Dienstag, 23. Juli 2019

Im Schatten der Sparsamkeit

Im Schatten der Sparsamkeit
Im September hatte ich in meiner Kolumne Frugalismus zum Thema, also die Philosophie jener Gruppe an sparsamen Menschen, deren Konsumreduktion nicht primär Umweltaspekten oder der inneren Ruhe zuzuschreiben ist wie bei den Minimalisten, sondern dem Wunsch, möglichst viel des Ersparten anzulegen, um schon viel früher, als vom Gesetzgeber vorgesehen, in Rente gehen können. Damals hatte ich mich entschlossen, einem Frugalisten gleich, eine Tabelle mit meinen Einnahmen und Ausgaben zu führen – mit grafischen Auswertungen und allem Schnick-Schnack und Bling-Bling, die mir ein modernes Tabellenkalkulationsprogramm bietet. Dadurch konnte ich viele Ausgabenherde identifizieren und reduzieren. „Was? Der Kostengraf meiner Restaurantbesuche ist höher als der meiner Nahrungsmittelausgaben?“ Kaum festgestellt, schon optimiert!

Dann hatte ich gelesen, dass Oliver Noelting, wohl der deutsche Pionier dieser wie so oft aus den USA stammenden Bewegung, teils über 70 Prozent seiner Einkünfte spart. Ich bin Sportler! Challenge accepted, dachte ich mir. Tatsächlich hatte ich es geschafft, in den knapp zwölf Monaten, in denen ich meine Ausgaben bislang monitore, im Schnitt fast 20 Prozent zurückzulegen. Allerdings musste ich auch feststellen, dass wir zwar das gleiche Spiel spielen, doch in anderen Ligen. Während er auf Bundesliganiveau unterwegs ist, mühe ich mich in der Kreisliga ab. Mit zwei Kindern kämpft es sich ein weniger anders um Platz eins als kinderlos. Trotz der ungleichen Voraussetzungen fand ich eine Lösung. Ich musste, um nicht einmal annähernd denselben Wert zu erreichen, in zwei der Monate lediglich doppelt so viel arbeiten. Okay, das war gemogelt, denn der Sinn ist ja, sein Konsumverhalten umzustellen und dadurch zum Zurücklegen für die Frührente zu kommen. Nur möchte ich ja eigentlich gar kein Privatier werden, und außerdem, mal ehrlich, wo im Sport auf diesem Niveau wird denn nicht gedopt? Genau hier liegt aber der Hund begraben! Um eine Idee zu kopieren, muss man das Konzept verinnerlichen. Um jemandem nachzueifern, muss man die unterschiedlichen Voraussetzungen würdigen und seine Ziele entsprechend anpassen.

**Aufgabe:**
Welchen Anteil seiner Einkünfte spart Oliver Noelting laut dem Text über Frugalismus teilweise? Die folgenden Einträge haben mit dem Text über Frugalismus nichts zu tun.

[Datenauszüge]
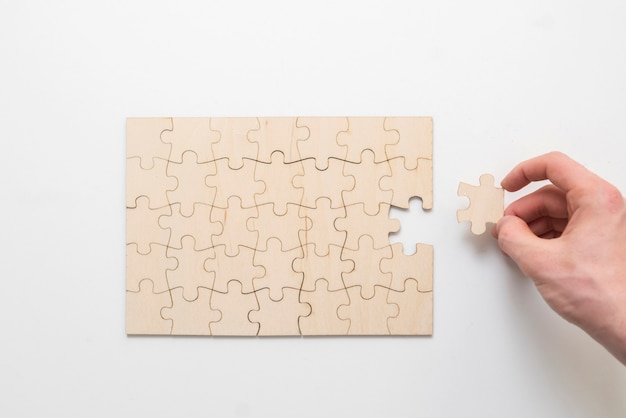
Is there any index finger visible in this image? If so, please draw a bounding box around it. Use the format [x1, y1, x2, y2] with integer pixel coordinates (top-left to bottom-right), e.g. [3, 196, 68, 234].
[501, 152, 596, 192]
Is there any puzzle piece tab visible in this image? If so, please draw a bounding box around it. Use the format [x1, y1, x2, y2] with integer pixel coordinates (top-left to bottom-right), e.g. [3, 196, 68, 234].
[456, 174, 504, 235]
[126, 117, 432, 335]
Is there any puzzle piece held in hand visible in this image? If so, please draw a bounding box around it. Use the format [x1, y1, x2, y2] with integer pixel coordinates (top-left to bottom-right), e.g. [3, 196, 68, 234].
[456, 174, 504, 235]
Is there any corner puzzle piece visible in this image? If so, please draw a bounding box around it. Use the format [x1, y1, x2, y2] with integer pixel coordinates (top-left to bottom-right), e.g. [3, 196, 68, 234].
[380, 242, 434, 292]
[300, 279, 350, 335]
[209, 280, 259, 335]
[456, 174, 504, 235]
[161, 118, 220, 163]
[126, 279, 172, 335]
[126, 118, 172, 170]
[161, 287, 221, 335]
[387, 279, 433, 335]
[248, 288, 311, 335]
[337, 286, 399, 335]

==

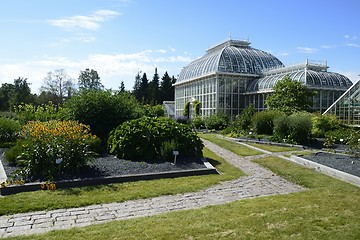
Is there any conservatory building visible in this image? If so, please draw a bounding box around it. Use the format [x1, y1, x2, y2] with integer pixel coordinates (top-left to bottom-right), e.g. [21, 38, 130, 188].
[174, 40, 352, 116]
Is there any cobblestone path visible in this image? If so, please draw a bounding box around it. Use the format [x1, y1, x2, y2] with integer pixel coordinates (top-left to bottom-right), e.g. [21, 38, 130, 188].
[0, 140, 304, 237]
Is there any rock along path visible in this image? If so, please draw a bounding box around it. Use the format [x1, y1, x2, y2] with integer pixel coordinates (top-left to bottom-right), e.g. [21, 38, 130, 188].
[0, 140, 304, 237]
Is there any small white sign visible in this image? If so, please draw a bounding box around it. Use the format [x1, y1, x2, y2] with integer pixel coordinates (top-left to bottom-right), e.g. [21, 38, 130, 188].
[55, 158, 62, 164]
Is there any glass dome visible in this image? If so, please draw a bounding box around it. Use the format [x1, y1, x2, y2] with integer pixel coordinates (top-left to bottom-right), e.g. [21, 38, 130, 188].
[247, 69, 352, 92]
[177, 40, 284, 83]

--

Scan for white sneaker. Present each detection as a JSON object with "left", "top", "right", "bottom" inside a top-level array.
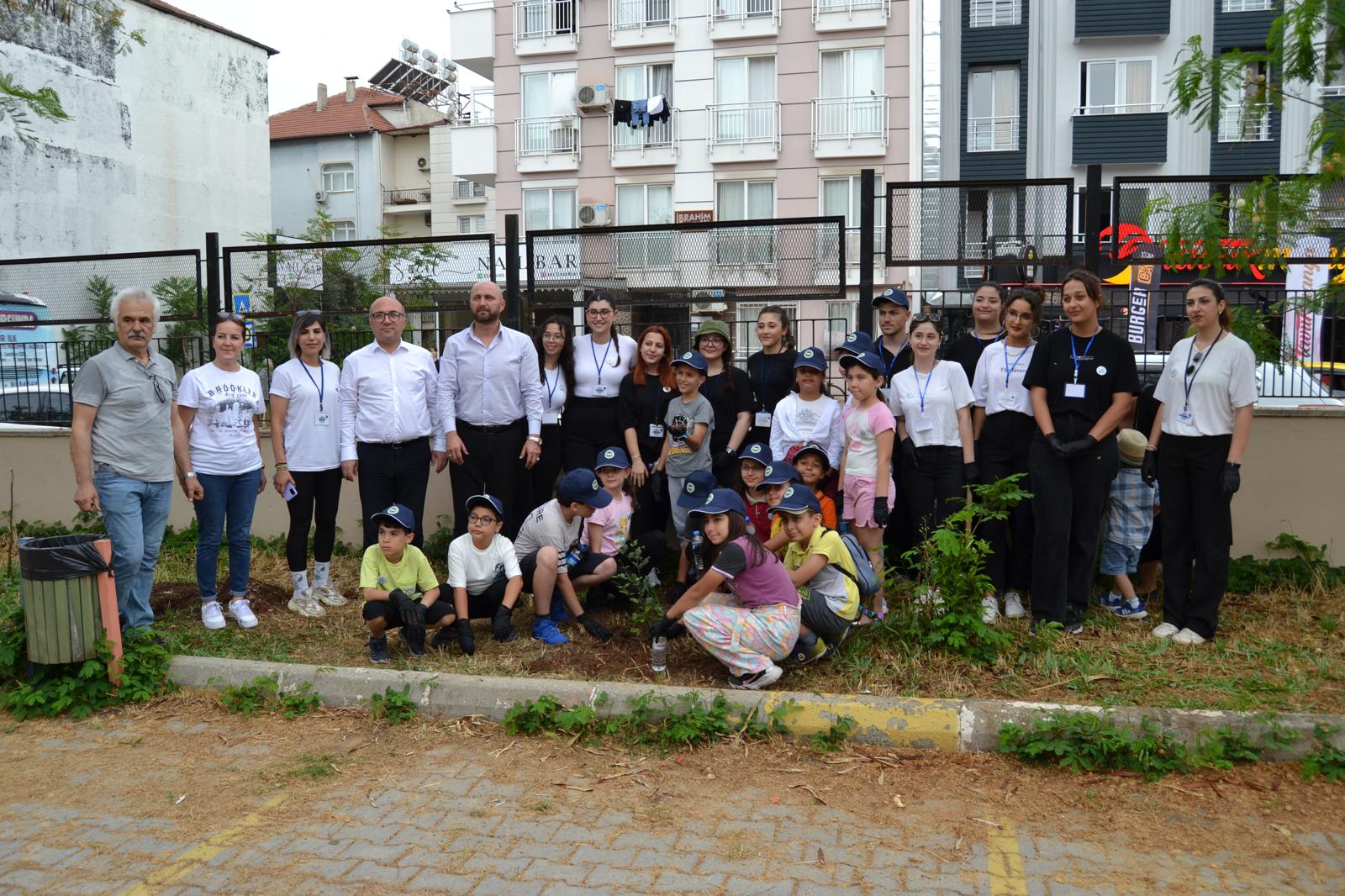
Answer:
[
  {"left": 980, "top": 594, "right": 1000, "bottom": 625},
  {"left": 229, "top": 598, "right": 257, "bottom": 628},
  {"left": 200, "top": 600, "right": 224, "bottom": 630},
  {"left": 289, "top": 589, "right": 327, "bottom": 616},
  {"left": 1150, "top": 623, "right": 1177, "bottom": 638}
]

**Erwartete Antwort:**
Teils über 70 Prozent.